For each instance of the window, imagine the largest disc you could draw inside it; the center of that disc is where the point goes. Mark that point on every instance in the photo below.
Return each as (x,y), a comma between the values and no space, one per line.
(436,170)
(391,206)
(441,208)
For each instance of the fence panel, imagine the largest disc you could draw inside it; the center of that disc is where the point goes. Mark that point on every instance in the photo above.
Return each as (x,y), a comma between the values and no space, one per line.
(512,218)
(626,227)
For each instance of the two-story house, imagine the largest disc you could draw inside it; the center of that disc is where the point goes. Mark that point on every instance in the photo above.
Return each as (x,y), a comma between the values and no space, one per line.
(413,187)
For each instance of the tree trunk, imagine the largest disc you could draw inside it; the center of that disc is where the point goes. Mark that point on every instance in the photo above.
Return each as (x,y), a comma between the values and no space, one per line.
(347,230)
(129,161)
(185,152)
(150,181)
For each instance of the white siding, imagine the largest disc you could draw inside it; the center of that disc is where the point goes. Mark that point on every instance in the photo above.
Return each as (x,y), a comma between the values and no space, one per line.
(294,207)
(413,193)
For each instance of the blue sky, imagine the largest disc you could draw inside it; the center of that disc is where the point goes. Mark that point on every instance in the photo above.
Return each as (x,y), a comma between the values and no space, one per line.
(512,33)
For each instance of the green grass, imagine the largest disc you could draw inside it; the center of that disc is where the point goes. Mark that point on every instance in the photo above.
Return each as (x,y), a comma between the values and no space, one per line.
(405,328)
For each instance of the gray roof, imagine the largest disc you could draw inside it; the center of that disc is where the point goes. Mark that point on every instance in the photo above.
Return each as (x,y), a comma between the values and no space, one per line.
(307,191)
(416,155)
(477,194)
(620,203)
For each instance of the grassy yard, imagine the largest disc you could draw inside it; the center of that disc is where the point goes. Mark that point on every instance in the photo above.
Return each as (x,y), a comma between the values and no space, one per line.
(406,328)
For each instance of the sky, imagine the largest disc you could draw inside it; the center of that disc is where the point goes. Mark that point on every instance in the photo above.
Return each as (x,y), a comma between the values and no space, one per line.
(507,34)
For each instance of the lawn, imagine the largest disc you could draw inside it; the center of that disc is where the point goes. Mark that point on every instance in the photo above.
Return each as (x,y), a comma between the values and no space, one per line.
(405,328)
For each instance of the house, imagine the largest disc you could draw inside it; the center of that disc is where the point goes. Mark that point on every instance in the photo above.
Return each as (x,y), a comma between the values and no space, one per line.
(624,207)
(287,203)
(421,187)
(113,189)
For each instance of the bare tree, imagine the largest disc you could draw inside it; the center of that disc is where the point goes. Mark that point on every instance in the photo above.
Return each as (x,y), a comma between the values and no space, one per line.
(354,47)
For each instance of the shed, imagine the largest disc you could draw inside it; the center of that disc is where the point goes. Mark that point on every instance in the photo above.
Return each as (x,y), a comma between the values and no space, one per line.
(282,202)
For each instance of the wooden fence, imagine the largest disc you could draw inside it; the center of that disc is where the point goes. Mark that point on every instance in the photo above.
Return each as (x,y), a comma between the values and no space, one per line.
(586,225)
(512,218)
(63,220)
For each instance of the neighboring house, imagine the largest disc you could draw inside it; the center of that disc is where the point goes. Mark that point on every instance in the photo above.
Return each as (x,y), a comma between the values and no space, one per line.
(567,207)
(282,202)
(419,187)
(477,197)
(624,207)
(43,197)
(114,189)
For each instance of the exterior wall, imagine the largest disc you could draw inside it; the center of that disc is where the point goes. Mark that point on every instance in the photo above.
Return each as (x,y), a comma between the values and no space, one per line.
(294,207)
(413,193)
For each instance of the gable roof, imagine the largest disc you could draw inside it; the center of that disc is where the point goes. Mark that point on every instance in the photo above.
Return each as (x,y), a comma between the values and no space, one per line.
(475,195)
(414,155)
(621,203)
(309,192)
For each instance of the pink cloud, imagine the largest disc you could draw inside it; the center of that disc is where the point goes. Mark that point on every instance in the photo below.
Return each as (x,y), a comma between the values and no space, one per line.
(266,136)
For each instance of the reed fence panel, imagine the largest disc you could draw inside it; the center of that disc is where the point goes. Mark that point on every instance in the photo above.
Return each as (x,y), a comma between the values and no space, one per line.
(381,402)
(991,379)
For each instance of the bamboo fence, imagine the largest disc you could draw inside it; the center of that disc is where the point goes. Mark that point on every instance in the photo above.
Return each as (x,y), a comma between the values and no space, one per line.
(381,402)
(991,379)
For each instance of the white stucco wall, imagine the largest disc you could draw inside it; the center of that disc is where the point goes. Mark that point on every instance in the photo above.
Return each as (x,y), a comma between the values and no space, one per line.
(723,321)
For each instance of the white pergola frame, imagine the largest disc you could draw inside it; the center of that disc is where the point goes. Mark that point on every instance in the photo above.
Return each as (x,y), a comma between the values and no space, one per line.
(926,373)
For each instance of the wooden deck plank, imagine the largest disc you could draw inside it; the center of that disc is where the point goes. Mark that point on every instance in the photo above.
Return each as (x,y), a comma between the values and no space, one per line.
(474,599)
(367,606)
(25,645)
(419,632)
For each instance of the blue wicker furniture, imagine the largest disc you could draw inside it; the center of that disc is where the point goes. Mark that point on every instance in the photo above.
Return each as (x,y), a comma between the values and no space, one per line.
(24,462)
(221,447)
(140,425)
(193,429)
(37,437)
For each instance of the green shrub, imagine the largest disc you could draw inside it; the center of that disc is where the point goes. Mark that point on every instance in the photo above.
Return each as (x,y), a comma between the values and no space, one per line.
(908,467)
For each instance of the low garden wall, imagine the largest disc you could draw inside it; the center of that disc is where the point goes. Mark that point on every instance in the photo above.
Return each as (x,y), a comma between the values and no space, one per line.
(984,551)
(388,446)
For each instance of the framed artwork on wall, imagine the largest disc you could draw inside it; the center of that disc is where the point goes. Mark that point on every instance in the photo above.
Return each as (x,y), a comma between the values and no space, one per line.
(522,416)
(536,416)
_ _ _ _ _ _ _
TASK STATEMENT:
Rewrite every line from the one containing "For each instance of the framed" through the end of the items, both included. Keep the requests unchanged and increase each coordinate value in the answers by 38.

EXPECTED OUTPUT:
For each instance of the framed artwork on wall, imagine the largest disc you could draw inside it; the center of that disc is where the point goes. Mark that point on every instance in the photo above.
Return each as (x,y), a comma between the values and no space, one per line.
(560,454)
(574,454)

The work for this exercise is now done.